EXERCISE AIM:
Return, character for character, each line from the very first line of the items down to and including the line containing "column 276, row 178".

Dataset entries:
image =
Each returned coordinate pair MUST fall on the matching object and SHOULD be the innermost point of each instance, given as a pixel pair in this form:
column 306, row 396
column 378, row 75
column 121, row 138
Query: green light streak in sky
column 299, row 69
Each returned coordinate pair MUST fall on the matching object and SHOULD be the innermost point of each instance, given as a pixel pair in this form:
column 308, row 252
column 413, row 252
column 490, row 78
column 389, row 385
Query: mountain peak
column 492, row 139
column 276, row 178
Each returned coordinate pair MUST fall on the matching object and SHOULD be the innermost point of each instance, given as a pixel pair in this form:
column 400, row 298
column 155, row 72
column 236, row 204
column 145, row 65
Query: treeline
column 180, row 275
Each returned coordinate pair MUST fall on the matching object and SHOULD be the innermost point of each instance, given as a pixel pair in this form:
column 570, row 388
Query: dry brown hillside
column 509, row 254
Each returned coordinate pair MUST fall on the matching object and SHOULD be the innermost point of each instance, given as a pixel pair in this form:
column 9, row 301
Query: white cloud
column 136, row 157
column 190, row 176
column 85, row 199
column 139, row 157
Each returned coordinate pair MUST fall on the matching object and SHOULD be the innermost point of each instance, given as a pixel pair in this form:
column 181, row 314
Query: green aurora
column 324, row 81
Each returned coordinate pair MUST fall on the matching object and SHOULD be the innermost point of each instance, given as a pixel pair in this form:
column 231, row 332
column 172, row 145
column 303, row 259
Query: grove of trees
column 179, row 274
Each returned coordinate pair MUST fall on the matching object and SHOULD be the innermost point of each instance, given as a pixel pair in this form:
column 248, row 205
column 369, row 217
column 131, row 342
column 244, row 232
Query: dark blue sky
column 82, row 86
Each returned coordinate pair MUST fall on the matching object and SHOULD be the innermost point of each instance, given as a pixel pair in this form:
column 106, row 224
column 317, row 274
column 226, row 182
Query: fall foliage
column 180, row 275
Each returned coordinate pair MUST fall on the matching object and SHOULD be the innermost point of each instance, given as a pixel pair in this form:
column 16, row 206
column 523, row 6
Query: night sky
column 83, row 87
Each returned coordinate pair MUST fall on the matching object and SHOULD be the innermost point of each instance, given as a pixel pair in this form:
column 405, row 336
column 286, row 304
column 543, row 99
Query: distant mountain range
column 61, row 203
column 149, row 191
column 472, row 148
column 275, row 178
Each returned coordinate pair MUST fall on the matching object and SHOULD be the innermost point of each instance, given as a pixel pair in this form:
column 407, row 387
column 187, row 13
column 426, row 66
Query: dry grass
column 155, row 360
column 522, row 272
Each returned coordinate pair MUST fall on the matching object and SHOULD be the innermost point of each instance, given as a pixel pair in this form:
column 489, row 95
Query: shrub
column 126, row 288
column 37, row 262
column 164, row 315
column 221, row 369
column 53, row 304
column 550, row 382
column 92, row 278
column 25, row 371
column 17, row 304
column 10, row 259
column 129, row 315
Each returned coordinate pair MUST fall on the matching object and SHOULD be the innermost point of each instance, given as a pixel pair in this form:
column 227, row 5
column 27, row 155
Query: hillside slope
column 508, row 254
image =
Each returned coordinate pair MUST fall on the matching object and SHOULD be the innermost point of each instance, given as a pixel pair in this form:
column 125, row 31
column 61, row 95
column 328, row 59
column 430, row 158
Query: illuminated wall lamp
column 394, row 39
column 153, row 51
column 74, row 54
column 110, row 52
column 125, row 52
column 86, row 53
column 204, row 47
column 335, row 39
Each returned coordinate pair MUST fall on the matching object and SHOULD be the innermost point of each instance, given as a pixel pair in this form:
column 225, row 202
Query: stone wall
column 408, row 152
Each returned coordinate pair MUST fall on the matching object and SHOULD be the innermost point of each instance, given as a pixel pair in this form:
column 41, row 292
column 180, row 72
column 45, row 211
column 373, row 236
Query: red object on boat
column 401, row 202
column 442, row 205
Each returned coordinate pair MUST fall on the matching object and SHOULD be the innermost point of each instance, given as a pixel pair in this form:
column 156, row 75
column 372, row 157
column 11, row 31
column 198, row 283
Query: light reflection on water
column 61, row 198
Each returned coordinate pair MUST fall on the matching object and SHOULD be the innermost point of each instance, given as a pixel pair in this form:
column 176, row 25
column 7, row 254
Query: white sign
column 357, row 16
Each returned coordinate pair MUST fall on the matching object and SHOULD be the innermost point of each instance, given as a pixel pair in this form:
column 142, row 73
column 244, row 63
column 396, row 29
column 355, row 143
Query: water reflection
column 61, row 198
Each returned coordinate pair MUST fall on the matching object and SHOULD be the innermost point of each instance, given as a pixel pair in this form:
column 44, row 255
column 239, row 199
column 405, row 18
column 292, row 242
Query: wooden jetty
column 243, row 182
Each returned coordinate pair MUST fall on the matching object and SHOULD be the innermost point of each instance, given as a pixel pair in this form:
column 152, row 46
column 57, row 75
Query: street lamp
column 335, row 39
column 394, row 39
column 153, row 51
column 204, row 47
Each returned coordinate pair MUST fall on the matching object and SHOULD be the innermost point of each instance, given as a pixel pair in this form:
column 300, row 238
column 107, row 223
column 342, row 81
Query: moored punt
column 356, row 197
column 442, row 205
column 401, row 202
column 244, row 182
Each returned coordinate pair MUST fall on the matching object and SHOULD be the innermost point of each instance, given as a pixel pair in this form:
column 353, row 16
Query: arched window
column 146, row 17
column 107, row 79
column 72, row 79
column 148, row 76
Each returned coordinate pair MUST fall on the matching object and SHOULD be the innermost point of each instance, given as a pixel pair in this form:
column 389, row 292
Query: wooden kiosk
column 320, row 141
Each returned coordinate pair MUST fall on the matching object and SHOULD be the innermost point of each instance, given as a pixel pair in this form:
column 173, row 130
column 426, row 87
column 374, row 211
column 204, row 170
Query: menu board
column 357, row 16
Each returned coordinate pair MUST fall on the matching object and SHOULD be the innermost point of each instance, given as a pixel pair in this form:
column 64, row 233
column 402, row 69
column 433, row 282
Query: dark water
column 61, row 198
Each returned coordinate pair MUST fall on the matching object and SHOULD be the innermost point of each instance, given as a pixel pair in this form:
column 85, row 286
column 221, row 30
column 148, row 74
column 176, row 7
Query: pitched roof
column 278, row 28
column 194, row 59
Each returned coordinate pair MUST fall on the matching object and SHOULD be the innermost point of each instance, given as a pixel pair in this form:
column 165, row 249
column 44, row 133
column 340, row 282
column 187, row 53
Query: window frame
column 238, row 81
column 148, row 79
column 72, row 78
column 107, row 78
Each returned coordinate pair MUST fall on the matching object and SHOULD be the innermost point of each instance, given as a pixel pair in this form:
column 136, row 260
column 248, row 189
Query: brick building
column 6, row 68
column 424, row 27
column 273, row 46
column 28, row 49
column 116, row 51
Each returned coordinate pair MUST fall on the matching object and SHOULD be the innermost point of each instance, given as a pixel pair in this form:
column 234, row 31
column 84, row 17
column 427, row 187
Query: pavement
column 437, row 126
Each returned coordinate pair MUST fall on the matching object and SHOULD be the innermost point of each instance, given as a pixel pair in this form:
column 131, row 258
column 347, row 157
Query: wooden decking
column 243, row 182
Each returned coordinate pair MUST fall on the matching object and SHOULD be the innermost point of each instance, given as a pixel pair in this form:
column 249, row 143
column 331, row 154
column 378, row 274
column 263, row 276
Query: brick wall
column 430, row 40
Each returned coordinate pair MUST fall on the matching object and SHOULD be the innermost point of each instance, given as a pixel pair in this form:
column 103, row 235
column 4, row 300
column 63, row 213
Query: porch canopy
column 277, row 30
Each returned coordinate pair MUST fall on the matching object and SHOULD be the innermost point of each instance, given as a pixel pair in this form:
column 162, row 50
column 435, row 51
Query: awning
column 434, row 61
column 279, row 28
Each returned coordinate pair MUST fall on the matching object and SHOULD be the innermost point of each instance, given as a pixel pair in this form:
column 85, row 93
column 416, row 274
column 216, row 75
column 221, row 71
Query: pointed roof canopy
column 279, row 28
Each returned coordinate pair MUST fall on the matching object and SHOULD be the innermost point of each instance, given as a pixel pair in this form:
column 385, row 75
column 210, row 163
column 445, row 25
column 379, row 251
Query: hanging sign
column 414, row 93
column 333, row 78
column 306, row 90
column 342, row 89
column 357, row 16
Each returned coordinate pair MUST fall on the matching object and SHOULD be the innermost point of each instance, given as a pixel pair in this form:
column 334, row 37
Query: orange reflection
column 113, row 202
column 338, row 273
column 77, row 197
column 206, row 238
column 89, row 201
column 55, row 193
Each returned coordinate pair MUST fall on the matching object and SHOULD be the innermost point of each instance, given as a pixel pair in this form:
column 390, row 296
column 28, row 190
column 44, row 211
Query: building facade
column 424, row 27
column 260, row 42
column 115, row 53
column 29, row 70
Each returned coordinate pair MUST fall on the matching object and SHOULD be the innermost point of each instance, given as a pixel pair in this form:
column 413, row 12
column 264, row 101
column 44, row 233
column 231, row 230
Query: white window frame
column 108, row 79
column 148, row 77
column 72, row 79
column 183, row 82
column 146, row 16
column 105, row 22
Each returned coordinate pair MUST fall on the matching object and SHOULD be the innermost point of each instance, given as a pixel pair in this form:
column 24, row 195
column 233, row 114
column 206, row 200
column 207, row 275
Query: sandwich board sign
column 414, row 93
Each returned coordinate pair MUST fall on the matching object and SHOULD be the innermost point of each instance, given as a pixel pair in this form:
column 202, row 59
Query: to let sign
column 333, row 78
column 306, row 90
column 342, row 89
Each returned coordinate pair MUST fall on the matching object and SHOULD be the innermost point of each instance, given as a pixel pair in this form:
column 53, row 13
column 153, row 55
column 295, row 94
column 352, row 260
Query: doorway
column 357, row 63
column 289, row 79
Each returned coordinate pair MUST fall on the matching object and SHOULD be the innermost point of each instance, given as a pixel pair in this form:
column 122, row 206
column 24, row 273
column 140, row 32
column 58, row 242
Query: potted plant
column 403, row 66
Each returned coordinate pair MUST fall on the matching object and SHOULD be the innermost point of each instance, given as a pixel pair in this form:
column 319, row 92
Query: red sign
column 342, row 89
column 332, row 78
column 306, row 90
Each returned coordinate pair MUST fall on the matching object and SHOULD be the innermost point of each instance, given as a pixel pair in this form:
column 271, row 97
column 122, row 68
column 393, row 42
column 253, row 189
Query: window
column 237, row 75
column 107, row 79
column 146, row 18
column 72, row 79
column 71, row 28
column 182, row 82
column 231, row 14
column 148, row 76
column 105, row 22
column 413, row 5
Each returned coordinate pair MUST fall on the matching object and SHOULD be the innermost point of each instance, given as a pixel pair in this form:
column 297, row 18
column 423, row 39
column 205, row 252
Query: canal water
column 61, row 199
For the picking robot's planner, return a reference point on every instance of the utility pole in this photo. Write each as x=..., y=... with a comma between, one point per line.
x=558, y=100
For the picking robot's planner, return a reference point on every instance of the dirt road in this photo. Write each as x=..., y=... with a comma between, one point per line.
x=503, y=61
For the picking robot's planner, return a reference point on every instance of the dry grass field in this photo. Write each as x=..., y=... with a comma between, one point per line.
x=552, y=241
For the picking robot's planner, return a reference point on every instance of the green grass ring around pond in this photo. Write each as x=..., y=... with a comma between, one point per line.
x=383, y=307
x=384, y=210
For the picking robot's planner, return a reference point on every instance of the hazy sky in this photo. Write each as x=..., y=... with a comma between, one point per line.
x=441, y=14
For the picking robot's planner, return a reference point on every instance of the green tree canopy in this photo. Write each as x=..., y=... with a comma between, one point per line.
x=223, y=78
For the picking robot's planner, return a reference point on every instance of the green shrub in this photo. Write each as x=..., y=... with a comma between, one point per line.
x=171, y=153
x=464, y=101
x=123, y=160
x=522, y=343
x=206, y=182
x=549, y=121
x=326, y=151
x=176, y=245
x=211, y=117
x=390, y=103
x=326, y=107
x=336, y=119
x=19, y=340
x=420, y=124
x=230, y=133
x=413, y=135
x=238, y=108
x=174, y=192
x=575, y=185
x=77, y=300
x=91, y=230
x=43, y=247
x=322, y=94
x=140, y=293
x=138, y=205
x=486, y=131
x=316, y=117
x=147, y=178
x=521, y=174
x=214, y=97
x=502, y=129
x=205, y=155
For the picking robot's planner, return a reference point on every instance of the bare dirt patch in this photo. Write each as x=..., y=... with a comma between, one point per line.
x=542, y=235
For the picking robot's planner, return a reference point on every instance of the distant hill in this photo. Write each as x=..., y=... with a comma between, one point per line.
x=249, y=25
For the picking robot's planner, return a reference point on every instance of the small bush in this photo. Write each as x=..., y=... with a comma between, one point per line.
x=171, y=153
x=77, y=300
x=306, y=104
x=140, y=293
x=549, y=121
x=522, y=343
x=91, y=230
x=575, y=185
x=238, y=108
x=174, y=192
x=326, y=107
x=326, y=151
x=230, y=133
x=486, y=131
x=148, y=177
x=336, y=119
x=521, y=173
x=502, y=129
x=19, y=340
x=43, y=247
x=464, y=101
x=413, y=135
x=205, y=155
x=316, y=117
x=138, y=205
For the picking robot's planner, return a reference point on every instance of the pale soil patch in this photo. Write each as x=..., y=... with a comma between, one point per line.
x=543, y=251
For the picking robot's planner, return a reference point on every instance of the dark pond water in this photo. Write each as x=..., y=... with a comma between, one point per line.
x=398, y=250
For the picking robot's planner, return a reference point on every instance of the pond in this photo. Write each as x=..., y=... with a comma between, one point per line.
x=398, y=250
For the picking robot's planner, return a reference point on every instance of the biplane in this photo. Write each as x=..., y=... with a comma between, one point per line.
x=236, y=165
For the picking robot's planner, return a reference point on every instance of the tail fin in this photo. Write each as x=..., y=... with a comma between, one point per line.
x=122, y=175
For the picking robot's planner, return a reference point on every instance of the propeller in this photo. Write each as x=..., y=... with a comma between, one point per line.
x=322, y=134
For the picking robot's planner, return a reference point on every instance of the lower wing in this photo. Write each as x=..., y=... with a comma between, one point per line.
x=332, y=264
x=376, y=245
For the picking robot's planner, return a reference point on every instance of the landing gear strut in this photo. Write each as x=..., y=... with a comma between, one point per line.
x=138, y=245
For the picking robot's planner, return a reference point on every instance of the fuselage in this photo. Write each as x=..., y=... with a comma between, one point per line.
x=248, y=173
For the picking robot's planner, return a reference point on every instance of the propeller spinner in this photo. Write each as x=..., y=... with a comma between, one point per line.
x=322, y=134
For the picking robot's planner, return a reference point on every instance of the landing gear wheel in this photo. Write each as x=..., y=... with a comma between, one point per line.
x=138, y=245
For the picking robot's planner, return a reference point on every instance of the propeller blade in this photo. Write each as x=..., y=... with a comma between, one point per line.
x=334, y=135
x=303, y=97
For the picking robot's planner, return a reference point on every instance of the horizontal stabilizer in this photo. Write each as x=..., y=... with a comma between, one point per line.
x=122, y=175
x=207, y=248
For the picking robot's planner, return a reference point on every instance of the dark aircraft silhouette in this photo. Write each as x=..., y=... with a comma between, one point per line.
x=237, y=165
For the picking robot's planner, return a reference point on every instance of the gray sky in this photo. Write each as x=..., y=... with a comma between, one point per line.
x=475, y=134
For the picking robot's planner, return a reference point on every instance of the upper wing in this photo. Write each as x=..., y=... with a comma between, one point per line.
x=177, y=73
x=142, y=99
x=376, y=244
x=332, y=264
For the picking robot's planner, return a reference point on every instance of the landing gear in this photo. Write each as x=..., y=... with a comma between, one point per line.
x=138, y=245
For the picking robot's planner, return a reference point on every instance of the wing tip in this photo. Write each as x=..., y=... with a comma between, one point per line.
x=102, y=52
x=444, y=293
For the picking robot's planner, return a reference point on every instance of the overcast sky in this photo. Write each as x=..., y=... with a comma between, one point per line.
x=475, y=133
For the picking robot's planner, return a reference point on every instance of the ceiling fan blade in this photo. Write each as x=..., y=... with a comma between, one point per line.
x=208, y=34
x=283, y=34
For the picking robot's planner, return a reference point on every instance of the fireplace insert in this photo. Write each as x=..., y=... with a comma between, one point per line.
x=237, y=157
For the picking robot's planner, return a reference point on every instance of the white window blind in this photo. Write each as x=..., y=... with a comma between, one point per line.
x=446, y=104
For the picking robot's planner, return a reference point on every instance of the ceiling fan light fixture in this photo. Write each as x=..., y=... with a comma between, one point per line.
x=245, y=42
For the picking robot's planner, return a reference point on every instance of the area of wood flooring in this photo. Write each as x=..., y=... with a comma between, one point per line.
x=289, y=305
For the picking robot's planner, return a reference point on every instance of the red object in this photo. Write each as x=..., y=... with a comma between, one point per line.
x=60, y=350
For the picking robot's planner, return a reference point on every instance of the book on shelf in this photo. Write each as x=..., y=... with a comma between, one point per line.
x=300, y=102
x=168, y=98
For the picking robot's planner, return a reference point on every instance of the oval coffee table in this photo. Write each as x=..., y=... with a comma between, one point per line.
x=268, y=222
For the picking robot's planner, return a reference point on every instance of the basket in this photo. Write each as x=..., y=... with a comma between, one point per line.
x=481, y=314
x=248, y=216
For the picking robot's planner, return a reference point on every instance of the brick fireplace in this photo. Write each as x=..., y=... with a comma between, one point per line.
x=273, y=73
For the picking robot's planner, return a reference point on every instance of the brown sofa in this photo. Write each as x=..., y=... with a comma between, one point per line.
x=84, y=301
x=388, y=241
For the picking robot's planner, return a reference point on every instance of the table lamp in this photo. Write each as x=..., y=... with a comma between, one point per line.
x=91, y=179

ANSWER FOR THE TASK:
image =
Each returned coordinate pair MUST fall on the matching object and SHOULD be the innermost point of each instance, given as a pixel pair in this form:
column 306, row 396
column 378, row 75
column 121, row 138
Query: green light streak in sky
column 299, row 69
Each returned coordinate pair MUST fall on the matching object and SHOULD be the innermost point of each instance, given as a pixel pair in this form:
column 308, row 252
column 413, row 252
column 490, row 78
column 389, row 385
Query: mountain peak
column 492, row 139
column 276, row 178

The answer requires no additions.